» **Items from a dataset**:
----------

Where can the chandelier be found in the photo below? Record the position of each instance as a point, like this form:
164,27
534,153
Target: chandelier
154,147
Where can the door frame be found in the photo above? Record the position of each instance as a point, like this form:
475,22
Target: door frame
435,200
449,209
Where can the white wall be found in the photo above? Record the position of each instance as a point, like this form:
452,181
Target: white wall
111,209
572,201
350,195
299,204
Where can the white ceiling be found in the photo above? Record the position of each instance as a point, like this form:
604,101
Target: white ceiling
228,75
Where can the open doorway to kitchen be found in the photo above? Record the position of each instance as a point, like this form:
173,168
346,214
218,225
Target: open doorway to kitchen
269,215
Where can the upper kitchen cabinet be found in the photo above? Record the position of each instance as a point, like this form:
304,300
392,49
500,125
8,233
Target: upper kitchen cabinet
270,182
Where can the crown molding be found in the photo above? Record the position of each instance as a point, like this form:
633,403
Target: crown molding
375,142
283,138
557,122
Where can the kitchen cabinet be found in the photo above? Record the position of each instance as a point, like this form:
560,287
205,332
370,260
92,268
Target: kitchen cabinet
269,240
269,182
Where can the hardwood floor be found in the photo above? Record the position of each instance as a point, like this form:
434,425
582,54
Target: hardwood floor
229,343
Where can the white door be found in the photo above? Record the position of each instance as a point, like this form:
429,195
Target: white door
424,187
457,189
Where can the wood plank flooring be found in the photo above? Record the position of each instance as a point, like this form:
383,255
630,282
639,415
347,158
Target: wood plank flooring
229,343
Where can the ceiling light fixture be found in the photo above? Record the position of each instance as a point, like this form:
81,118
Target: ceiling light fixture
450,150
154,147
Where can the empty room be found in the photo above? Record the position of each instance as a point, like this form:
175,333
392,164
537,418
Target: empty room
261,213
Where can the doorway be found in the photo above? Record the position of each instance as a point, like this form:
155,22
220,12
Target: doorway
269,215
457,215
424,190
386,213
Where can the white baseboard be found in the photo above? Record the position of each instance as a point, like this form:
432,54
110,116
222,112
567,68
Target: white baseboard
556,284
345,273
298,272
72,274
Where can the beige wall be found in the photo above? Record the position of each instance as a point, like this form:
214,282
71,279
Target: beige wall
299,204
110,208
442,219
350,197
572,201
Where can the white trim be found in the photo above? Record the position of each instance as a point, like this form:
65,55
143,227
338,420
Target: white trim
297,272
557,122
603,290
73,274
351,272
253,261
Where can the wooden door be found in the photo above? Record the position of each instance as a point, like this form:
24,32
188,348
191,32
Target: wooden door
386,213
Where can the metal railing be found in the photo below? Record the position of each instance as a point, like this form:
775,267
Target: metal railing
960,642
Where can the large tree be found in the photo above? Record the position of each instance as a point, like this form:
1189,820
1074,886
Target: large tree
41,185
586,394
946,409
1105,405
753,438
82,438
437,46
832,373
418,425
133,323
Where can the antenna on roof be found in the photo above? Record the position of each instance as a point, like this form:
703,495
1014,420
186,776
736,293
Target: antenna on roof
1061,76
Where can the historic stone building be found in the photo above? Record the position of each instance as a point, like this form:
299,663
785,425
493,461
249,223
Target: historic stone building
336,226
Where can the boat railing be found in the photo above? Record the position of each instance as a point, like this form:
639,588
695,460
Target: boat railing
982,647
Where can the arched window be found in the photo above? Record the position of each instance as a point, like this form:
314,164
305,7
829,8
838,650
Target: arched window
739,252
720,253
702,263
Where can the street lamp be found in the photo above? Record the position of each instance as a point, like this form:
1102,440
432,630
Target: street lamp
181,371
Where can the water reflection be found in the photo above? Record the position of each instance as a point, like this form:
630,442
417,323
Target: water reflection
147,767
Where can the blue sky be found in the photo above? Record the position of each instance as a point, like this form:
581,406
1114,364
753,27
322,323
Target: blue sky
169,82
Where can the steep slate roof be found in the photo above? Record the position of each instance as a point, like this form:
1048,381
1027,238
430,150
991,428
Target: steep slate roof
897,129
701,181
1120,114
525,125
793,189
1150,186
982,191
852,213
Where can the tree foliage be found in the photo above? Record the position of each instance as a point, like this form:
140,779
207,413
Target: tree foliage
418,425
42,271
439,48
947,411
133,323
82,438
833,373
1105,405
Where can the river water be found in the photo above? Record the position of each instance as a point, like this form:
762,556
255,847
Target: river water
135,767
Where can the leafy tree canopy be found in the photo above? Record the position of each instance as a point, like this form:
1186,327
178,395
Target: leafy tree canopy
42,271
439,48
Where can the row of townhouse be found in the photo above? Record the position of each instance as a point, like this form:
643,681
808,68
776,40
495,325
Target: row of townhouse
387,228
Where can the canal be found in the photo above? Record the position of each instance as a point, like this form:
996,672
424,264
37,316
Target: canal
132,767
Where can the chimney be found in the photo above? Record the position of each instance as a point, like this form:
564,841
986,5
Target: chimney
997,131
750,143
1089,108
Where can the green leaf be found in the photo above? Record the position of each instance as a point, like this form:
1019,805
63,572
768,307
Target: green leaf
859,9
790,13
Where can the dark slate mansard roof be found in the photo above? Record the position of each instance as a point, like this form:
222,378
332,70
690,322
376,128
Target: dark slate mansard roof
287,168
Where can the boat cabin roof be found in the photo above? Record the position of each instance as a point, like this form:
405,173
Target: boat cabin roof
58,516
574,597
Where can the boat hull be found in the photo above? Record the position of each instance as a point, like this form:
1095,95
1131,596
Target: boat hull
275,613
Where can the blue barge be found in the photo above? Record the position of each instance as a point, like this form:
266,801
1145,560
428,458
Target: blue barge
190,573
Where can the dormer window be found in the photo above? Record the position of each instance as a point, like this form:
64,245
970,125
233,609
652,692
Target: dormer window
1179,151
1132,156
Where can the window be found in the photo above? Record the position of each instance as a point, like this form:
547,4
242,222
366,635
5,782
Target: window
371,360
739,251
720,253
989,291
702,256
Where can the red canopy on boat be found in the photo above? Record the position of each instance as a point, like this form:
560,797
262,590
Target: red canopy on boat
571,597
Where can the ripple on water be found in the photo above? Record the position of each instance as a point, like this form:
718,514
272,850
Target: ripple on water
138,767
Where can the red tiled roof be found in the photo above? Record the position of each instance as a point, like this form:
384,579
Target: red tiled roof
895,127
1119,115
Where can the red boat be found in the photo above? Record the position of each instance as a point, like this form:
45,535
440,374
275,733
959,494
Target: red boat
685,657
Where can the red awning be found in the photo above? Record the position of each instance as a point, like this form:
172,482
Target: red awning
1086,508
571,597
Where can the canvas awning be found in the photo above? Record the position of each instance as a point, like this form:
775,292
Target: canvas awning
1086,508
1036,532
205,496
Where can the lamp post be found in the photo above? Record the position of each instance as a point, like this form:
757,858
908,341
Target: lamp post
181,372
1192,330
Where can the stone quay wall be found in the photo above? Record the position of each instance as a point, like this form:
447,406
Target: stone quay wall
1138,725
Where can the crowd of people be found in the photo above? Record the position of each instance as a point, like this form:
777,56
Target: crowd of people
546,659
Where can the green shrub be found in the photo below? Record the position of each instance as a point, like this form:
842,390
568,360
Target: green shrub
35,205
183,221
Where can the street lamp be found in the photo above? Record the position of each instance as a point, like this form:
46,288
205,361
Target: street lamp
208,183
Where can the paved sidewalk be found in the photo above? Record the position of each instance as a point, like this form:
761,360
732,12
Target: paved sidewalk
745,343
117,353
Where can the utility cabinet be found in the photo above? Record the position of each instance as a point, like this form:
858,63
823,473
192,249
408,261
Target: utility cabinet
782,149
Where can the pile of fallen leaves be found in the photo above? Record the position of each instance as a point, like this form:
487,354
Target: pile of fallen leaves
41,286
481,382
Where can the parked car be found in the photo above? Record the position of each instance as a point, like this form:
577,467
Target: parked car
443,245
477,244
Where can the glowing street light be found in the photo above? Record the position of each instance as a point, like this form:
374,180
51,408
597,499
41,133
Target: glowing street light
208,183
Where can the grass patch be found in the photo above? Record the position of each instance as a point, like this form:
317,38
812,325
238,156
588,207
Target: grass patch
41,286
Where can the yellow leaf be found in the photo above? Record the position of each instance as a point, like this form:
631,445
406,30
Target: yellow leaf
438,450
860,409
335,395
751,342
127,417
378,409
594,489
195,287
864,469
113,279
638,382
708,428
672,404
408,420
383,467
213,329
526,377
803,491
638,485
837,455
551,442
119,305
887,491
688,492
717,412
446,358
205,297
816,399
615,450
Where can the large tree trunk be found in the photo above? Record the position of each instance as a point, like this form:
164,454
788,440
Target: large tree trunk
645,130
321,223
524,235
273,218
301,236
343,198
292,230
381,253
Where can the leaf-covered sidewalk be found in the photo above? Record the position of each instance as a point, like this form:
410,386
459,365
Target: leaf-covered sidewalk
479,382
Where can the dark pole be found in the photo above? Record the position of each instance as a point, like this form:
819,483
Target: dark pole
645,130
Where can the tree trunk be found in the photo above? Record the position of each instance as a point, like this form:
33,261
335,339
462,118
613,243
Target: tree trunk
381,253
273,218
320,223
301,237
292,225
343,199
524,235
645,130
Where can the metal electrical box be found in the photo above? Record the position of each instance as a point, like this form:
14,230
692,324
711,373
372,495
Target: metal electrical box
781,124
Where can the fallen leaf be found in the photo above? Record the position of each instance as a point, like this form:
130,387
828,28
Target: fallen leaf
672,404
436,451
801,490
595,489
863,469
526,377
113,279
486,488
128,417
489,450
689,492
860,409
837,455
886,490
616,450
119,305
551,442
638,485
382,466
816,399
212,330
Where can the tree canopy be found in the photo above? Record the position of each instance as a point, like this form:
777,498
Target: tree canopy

----------

» **TASK STATEMENT**: Send back exactly the lines from the line with "Where can the metal electrical" through the end of the records.

» **WRITTEN SOLUTION**:
Where can the metal electrical box be found in the photo above? Record the position of each instance as a point, like this form:
14,230
692,324
711,373
372,495
Target: metal electrical box
781,124
Where can the fallen leaf be found in the photo above? Record the position of each instance as a point, like this form:
130,387
828,28
Target: fallen leaf
672,404
436,451
801,490
595,489
863,469
526,377
113,279
486,488
128,417
489,450
689,492
860,409
837,455
886,490
616,450
119,305
551,442
638,485
382,466
816,399
212,330
Where can the tree canopy be found in the photo above? Record the position of each instance as a point, like this form:
777,498
Target: tree canopy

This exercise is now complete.